-- start of Excerpted records --

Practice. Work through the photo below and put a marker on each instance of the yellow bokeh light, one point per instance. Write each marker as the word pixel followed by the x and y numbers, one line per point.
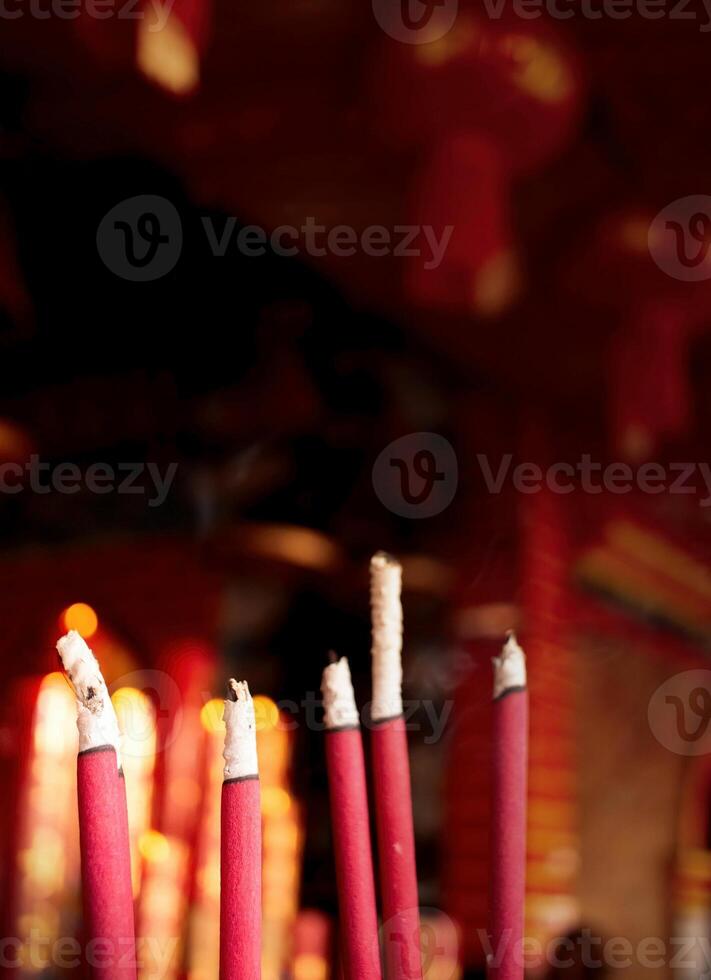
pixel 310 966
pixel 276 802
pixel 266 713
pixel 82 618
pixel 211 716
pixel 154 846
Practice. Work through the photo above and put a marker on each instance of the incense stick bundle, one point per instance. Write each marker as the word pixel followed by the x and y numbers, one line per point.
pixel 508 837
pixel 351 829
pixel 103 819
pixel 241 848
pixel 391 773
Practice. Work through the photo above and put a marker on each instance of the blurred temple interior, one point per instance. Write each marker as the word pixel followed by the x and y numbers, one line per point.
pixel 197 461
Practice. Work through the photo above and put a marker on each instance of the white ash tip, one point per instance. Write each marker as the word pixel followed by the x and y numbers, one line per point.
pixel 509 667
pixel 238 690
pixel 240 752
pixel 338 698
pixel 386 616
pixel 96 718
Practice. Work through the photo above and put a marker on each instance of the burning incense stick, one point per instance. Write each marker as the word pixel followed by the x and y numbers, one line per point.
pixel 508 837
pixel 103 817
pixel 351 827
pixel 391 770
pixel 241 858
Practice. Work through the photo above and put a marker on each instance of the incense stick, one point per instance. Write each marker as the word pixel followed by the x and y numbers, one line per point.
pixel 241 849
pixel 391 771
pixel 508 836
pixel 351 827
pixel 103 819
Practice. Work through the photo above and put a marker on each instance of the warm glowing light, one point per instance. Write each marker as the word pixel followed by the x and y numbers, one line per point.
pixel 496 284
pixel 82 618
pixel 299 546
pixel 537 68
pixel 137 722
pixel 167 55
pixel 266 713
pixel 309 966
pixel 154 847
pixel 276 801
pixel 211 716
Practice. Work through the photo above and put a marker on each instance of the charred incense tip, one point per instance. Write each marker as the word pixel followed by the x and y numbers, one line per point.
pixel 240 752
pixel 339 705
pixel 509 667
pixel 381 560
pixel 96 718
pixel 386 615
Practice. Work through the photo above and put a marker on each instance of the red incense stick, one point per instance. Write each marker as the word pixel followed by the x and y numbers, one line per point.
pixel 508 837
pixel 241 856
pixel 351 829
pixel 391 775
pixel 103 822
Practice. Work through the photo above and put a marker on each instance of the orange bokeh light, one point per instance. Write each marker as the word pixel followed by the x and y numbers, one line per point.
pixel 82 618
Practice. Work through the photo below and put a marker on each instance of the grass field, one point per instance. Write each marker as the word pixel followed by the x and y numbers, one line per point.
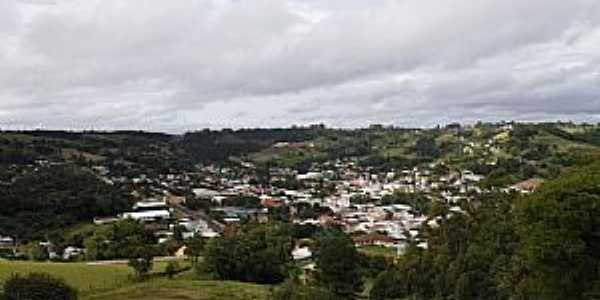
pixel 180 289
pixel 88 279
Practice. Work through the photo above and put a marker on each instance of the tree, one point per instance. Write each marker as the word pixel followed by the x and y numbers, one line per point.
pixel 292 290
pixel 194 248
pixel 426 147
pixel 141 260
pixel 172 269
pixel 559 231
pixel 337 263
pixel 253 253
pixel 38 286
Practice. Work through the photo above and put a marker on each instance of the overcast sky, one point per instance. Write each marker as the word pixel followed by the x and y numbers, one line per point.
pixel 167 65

-- end of Excerpted records --
-- start of Excerpted records --

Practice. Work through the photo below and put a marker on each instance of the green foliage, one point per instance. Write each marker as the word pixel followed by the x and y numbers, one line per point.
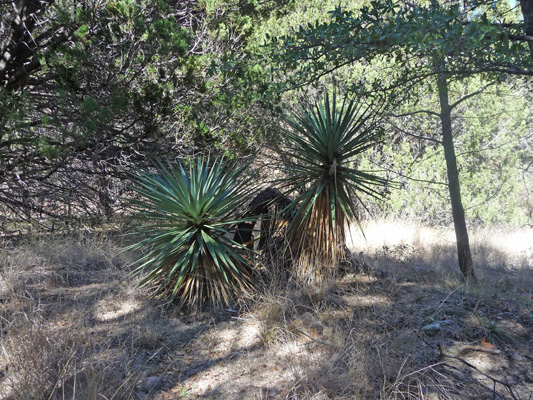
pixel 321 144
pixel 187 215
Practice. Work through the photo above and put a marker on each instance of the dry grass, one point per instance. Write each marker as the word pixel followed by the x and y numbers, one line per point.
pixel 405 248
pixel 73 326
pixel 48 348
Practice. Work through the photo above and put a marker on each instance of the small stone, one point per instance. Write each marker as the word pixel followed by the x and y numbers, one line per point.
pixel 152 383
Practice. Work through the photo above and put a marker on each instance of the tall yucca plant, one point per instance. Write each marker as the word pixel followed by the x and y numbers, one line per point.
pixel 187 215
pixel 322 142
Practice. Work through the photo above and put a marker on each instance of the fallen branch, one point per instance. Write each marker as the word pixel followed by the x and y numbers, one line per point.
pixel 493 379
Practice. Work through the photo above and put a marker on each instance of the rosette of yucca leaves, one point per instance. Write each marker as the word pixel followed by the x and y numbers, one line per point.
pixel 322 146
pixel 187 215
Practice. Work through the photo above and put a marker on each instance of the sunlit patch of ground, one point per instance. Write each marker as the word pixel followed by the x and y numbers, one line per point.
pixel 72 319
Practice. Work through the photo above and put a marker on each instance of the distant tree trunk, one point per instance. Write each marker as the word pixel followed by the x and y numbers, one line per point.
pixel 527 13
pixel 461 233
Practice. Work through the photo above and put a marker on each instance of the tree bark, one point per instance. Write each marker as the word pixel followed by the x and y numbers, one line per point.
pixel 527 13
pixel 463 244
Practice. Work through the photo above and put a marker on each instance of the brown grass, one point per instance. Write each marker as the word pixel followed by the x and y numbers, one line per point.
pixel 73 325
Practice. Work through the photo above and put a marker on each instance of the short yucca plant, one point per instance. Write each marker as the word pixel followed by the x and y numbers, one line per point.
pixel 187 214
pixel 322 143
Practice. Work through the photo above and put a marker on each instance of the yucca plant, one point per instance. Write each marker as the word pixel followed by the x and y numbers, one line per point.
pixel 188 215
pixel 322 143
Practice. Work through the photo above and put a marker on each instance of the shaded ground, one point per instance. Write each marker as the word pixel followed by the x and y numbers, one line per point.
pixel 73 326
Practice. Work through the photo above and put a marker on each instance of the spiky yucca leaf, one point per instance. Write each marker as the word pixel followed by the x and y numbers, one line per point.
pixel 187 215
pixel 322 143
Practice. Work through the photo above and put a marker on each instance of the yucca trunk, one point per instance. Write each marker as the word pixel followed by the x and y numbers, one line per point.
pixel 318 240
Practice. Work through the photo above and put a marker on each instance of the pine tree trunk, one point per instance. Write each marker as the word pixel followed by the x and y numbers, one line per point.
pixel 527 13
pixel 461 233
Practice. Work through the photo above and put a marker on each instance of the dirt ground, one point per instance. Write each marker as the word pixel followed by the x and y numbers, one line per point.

-- end of Excerpted records --
-- start of Excerpted records --

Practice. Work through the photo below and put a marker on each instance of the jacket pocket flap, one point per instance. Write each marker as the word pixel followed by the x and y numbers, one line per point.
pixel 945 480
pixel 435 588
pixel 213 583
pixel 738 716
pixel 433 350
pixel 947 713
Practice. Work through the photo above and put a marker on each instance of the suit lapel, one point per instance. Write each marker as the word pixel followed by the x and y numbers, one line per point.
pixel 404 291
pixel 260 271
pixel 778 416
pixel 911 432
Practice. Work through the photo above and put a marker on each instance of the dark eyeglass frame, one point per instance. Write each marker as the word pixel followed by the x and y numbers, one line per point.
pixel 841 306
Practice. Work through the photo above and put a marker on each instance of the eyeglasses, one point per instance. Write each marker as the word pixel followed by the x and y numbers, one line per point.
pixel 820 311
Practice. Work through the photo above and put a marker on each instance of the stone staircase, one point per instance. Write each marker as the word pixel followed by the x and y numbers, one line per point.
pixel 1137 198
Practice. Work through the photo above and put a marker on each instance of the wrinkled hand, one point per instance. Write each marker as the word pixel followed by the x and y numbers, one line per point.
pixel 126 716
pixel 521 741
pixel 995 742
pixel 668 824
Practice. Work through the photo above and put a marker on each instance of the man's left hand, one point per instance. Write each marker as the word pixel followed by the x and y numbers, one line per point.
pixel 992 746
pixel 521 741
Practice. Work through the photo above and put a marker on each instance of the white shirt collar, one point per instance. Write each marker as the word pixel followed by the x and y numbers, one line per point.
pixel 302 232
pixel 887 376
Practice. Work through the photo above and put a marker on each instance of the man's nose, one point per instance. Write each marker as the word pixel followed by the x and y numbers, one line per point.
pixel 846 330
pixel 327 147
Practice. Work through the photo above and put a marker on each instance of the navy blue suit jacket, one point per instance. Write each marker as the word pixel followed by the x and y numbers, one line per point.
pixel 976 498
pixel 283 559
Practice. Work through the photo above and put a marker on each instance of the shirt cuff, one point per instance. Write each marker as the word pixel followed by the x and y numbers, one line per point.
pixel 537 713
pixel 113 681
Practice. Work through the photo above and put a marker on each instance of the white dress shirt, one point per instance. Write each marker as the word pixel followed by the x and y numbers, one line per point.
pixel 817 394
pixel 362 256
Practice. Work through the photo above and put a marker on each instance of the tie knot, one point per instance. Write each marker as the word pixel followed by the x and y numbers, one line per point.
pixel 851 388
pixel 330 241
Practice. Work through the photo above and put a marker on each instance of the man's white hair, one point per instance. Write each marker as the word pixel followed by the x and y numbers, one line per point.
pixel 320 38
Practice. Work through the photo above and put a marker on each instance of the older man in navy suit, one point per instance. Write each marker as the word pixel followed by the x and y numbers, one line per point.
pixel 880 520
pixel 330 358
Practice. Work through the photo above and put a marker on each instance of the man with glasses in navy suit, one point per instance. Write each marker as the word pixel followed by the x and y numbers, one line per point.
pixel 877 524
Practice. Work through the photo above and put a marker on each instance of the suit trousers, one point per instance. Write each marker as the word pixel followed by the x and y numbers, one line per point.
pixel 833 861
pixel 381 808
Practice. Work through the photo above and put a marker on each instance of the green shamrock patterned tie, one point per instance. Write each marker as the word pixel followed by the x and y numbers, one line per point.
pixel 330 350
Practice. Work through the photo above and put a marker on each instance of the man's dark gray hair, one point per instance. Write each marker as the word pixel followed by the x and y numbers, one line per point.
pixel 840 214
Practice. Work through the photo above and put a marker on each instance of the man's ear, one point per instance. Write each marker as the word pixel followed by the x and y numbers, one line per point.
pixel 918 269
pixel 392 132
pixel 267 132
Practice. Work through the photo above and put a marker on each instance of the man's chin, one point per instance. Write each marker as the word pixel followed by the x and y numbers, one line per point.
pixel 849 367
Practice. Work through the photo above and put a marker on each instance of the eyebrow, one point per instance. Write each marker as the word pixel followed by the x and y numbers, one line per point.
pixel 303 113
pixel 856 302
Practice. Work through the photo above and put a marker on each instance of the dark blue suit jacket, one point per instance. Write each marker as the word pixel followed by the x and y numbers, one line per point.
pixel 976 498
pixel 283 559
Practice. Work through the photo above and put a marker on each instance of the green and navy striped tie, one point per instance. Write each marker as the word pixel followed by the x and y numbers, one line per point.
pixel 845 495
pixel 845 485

-- end of Excerpted records --

» Goal of the exercise
Convert the records between the line containing "of the shirt" and the line containing "pixel 330 241", inclusive, into a JSON array of strings with one string per line, omitting blank lines.

» Output for this task
[
  "Practice. Work through the photo above and put a marker on each instance of the shirt cuff, one point per instance. Write each marker as the word pixel followed by the x and y numbers, one line per point.",
  "pixel 537 713",
  "pixel 113 681",
  "Practice. Work through the photo above and put a marker on each instance of the white dress shirt, one point per instance. Write each marker as the word pixel followed by the x and y numbers, one line per point.",
  "pixel 817 394",
  "pixel 362 256",
  "Practice. Work through the photo above and put a marker on each instance of the tie knot, one point per instance. Write each marker as the word pixel followed by the x and y numbers, one line per point.",
  "pixel 851 388",
  "pixel 330 241"
]